* [Extract to read]:
-=-=-=-=-

Hax: How to deal with feelings of envy

The Washington PostJune 1, 2013 

Adapted from a recent online discussion.

Dear Carolyn: A column of yours from December raised a rarely talked-about issue between friends: envy. It's human to envy those who have what we want, but it isn't an easy emotion. What do you think is the best way to navigate this minefield of (privately) acknowledging the ugly emotion but also caring genuinely for your friend?


One way is to accept that we all have ugly thoughts and feelings sometimes. One of our jobs on Earth is to master them, which means not letting them corrupt our behavior - and making the necessary repairs when they do get the best of us.

Another is a mental exercise I use all the time. When I feel envy, I ask myself whether I'd trade lives with that person if I could - not the part I envy, but all of it. There's always at least one part of their world (though typically dozens) that I wouldn't want, enough to make me say, "No thanks, I'll keep mine."

Hi, Carolyn: I went through a breakup about four months ago. The relationship didn't end in the best way; I simply stopped taking calls from him because I could no longer take the lies and deception.

Now I am terribly lonely and missing companionship. I am seeing a therapist to make sure I'm taking care of myself while going through the healing process. But, I'm sad and I miss him (or I miss companionship).

I feel dumb for missing the man who caused so much drama and distress in my life, but we also had many good times. How do I get through this time without being a downer?


Branch out, please. I won't suggest how, because it has to be in ways that have personal meaning to you - but the way you present this situation, it sounds as if you see your world generally as the Past With Your Ex, the Present Without Your Ex, and the Future You Construct So You Don't Think About Your Ex - and there's so much out there that's better than someone who lies to you on a regular basis.

-=-=-=-=-

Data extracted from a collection
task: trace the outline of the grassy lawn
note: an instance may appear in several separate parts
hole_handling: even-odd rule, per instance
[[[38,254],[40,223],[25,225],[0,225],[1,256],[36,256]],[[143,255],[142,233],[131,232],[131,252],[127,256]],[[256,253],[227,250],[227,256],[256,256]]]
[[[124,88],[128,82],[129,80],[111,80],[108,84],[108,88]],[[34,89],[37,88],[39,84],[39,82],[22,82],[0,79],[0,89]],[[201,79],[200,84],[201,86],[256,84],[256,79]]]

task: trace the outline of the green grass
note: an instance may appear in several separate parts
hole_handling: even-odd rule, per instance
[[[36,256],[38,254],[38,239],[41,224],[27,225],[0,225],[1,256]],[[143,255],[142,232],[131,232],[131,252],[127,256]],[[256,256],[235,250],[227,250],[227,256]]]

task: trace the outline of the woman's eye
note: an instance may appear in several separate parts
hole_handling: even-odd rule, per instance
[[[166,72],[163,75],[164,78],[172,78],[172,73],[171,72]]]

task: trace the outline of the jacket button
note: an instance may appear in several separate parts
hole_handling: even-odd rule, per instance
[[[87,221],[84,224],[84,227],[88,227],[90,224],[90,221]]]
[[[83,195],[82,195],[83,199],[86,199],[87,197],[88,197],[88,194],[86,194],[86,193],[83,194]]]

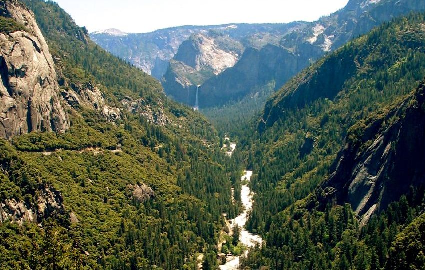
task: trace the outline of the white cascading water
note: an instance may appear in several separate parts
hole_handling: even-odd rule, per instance
[[[193,110],[199,110],[199,105],[198,104],[198,92],[199,90],[199,86],[200,85],[196,87],[196,98],[195,100],[195,108],[193,108]]]

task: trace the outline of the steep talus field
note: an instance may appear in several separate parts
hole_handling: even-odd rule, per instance
[[[240,154],[226,156],[204,117],[90,41],[57,4],[22,2],[27,8],[0,3],[2,52],[26,38],[16,36],[45,38],[31,53],[47,64],[4,57],[16,72],[2,68],[3,98],[30,104],[7,78],[19,86],[46,78],[34,82],[45,96],[36,110],[13,108],[32,119],[44,112],[39,107],[50,110],[51,126],[21,128],[0,142],[2,268],[191,269],[201,254],[216,265],[222,214],[239,212],[230,187],[242,170]],[[53,128],[55,121],[67,126]]]
[[[384,24],[268,101],[242,142],[258,172],[247,226],[266,242],[243,267],[423,267],[424,22]]]

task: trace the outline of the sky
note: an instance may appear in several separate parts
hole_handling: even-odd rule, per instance
[[[54,0],[89,32],[149,32],[182,26],[312,22],[348,0]]]

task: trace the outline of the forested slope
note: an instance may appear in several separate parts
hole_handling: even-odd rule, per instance
[[[224,154],[204,118],[95,45],[56,4],[23,2],[49,46],[70,127],[1,142],[2,267],[191,269],[203,253],[213,266],[222,214],[238,212],[238,153]]]
[[[267,102],[257,136],[243,143],[258,172],[248,226],[266,245],[243,266],[423,267],[423,238],[403,231],[423,223],[424,22],[416,14],[384,24]]]

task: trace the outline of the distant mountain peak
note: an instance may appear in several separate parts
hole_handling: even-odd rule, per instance
[[[126,33],[124,33],[118,29],[111,28],[106,30],[102,30],[101,31],[97,31],[93,33],[93,34],[108,34],[113,36],[127,36]]]

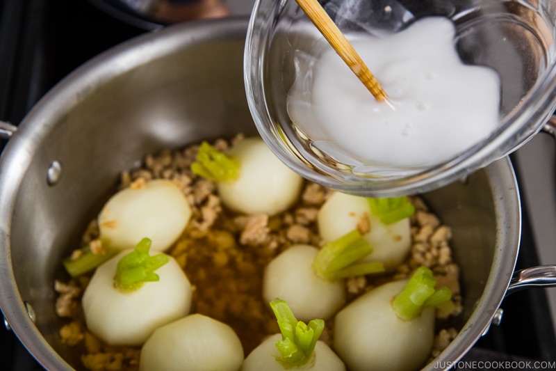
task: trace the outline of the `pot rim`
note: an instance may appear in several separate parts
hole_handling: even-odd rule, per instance
[[[490,185],[492,194],[499,195],[493,199],[498,221],[490,274],[471,315],[448,347],[425,367],[427,371],[451,368],[488,331],[515,270],[521,239],[521,201],[515,172],[508,157],[484,168],[489,179],[496,175],[496,183]],[[507,209],[516,212],[505,212]]]
[[[15,196],[39,143],[54,129],[58,118],[96,87],[122,72],[171,54],[183,45],[236,38],[239,33],[247,32],[247,16],[184,22],[140,35],[106,50],[54,86],[24,118],[0,155],[0,308],[5,322],[47,370],[73,368],[54,351],[27,315],[15,283],[10,240]]]

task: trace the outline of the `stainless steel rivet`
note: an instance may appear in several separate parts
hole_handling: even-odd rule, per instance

-=-=-=-=-

* [Task to carry out]: Copy out the full advice column word for word.

* [Problem solution]:
Hax: How to deal with feelings of envy

The Washington PostJune 1, 2013 

Adapted from a recent online discussion.

Dear Carolyn: A column of yours from December raised a rarely talked-about issue between friends: envy. It's human to envy those who have what we want, but it isn't an easy emotion. What do you think is the best way to navigate this minefield of (privately) acknowledging the ugly emotion but also caring genuinely for your friend?


One way is to accept that we all have ugly thoughts and feelings sometimes. One of our jobs on Earth is to master them, which means not letting them corrupt our behavior - and making the necessary repairs when they do get the best of us.

Another is a mental exercise I use all the time. When I feel envy, I ask myself whether I'd trade lives with that person if I could - not the part I envy, but all of it. There's always at least one part of their world (though typically dozens) that I wouldn't want, enough to make me say, "No thanks, I'll keep mine."

Hi, Carolyn: I went through a breakup about four months ago. The relationship didn't end in the best way; I simply stopped taking calls from him because I could no longer take the lies and deception.

Now I am terribly lonely and missing companionship. I am seeing a therapist to make sure I'm taking care of myself while going through the healing process. But, I'm sad and I miss him (or I miss companionship).

I feel dumb for missing the man who caused so much drama and distress in my life, but we also had many good times. How do I get through this time without being a downer?


Branch out, please. I won't suggest how, because it has to be in ways that have personal meaning to you - but the way you present this situation, it sounds as if you see your world generally as the Past With Your Ex, the Present Without Your Ex, and the Future You Construct So You Don't Think About Your Ex - and there's so much out there that's better than someone who lies to you on a regular basis.